[Отрывок]
/---

Официальный лирик страны
Перебирая страницы памяти, я вспомнил, как в далекой юности, которая пришлась на 1950-е годы, моя родственница, дама высокообразованная, что называется, столичная штучка, подарила мне томик Александра Блока. Это было для меня, юноши, жившего в провинции, откровением. Это имя я слышал как что-то запретное и никогда не читал. Я заболел этой необычной для меня поэзией, заучивал стихи наизусть, чтобы читать их девушкам (особым успехом пользовалась «Незнакомка»).
Потом пошли Валерий Брюсов, Велимир Хлебников, Игорь Северянин, Саша Черный и другие поэты Серебряного века. А что же было до этого у меня, провинциала? Хрестоматийные поэты – Пушкин, Лермонтов и далее (это, конечно, не худшее для юноши того времени). В качестве почти запрещенных у нас шли Асеев, Сельвинский, Кирсанов, Антокольский… Немного особняком стоял Щипачев: в те пуританские времена его стихи воспринимались чуть ли не как эротические. Причем, как и положено советскому поэту, он воспевал как будто бы только «правильную» любовь. Каюсь, долгое время я приписывал Щипачеву следующий апофеоз «правильной» любви: «Любить – это значит в глубь двора вбежать и до ночи грачьей, блестя топором, рубить дрова, силой своей играючи».
Когда-то я воспринимал это вполне серьезно, полагая, что это и есть настоящая любовь, позже – с заслуживающей такое утверждение иронией. Конечно, просвещенный читатель сразу признал автора этого любовного шедевра – Владимира Владимировича Маяковского.

\---

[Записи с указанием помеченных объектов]
/---

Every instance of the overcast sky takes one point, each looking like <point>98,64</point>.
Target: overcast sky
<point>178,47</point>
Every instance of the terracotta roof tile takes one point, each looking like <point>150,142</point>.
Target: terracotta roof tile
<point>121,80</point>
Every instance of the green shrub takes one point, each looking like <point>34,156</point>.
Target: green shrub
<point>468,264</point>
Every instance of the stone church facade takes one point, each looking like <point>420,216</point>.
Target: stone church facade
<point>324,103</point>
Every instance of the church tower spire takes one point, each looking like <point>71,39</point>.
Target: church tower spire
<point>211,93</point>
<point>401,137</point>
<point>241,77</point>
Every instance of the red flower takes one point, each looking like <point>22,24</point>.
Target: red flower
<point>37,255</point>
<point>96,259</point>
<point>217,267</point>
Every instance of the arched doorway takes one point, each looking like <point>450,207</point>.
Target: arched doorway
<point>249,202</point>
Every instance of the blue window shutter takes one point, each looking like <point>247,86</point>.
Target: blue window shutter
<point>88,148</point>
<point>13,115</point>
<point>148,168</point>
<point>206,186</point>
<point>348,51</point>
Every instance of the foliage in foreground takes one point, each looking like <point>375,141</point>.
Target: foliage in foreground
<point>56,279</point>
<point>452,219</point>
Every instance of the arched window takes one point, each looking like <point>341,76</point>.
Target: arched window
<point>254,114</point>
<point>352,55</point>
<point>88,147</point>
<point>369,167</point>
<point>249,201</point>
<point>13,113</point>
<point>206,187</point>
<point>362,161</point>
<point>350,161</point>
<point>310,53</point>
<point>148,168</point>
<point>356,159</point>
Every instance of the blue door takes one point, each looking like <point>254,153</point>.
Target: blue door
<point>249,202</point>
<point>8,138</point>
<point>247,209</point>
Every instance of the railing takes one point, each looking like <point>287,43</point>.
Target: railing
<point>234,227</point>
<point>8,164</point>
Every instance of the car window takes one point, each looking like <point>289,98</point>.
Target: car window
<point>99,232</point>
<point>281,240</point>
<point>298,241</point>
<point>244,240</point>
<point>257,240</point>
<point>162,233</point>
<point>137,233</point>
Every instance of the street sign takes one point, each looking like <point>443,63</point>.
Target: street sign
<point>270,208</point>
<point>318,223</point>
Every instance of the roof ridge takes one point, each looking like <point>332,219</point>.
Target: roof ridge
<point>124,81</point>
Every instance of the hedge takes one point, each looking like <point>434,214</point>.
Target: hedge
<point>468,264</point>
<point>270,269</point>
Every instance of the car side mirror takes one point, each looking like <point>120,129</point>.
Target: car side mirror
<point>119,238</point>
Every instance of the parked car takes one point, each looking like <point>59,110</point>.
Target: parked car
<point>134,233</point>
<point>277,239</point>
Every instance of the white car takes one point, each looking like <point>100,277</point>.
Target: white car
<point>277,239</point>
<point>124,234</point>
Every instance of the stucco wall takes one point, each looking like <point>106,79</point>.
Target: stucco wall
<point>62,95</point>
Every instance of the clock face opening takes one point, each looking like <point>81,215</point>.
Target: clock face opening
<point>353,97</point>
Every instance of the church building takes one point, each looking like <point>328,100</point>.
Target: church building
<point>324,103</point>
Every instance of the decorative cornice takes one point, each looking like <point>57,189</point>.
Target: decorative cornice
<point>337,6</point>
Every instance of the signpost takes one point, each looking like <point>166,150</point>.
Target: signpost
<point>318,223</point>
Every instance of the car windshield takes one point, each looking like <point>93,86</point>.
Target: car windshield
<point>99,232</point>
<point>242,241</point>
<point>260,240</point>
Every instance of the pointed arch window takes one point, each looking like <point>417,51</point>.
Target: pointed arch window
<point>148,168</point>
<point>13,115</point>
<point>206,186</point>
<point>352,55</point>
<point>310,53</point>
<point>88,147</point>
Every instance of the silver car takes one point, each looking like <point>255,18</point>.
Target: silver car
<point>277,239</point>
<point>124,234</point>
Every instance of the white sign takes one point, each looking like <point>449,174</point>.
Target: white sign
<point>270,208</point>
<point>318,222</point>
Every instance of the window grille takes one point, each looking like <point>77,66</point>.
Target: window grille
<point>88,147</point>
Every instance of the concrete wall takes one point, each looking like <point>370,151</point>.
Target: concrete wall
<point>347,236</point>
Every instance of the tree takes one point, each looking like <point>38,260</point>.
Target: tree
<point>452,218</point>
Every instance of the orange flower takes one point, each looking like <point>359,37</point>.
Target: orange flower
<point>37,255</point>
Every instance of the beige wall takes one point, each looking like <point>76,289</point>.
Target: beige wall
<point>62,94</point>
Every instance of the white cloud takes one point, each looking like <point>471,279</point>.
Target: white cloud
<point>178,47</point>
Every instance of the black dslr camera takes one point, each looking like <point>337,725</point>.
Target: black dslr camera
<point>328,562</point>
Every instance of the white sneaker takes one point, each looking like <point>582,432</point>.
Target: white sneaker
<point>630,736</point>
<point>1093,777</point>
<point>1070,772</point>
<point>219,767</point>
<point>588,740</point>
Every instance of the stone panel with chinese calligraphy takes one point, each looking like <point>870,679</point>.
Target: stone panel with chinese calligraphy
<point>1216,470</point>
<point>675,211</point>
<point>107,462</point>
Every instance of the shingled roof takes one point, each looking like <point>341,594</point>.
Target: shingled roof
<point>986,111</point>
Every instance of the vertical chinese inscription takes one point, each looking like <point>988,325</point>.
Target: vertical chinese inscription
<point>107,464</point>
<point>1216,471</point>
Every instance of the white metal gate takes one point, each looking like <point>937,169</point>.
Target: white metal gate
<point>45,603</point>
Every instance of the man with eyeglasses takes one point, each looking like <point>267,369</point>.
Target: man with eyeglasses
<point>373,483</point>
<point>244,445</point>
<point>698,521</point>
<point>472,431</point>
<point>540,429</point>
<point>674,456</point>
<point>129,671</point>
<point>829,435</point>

\---

[Задания]
(a) Воспроизведите текст о поэзии полностью, без единого изменения.
(b) Пожалуйста, переведите список в CSV с двумя столбцами, «запрос» и «ответ»: начните с первой строки списка и дойдите до строки с "<point>241,77</point>" включительно. На каждый запрос отведите одну строку, каждое значение заключите в кавычки как отдельное поле, а переносы строк замените пробелами.
Текст о поэзии и список никак не связаны между собой.

[Ответы]
(a)
Официальный лирик страны
Перебирая страницы памяти, я вспомнил, как в далекой юности, которая пришлась на 1950-е годы, моя родственница, дама высокообразованная, что называется, столичная штучка, подарила мне томик Александра Блока. Это было для меня, юноши, жившего в провинции, откровением. Это имя я слышал как что-то запретное и никогда не читал. Я заболел этой необычной для меня поэзией, заучивал стихи наизусть, чтобы читать их девушкам (особым успехом пользовалась «Незнакомка»).
Потом пошли Валерий Брюсов, Велимир Хлебников, Игорь Северянин, Саша Черный и другие поэты Серебряного века. А что же было до этого у меня, провинциала? Хрестоматийные поэты – Пушкин, Лермонтов и далее (это, конечно, не худшее для юноши того времени). В качестве почти запрещенных у нас шли Асеев, Сельвинский, Кирсанов, Антокольский… Немного особняком стоял Щипачев: в те пуританские времена его стихи воспринимались чуть ли не как эротические. Причем, как и положено советскому поэту, он воспевал как будто бы только «правильную» любовь. Каюсь, долгое время я приписывал Щипачеву следующий апофеоз «правильной» любви: «Любить – это значит в глубь двора вбежать и до ночи грачьей, блестя топором, рубить дрова, силой своей играючи».
Когда-то я воспринимал это вполне серьезно, полагая, что это и есть настоящая любовь, позже – с заслуживающей такое утверждение иронией. Конечно, просвещенный читатель сразу признал автора этого любовного шедевра – Владимира Владимировича Маяковского.

(b)
запрос,ответ
"Every instance of the overcast sky takes one point, each looking like <point>98,64</point>. Target: overcast sky","<point>178,47</point>"
"Every instance of the terracotta roof tile takes one point, each looking like <point>150,142</point>. Target: terracotta roof tile","<point>121,80</point>"
"Every instance of the green shrub takes one point, each looking like <point>34,156</point>. Target: green shrub","<point>468,264</point>"
"Every instance of the stone church facade takes one point, each looking like <point>420,216</point>. Target: stone church facade","<point>324,103</point>"
"Every instance of the church tower spire takes one point, each looking like <point>71,39</point>. Target: church tower spire","<point>211,93</point> <point>401,137</point> <point>241,77</point>"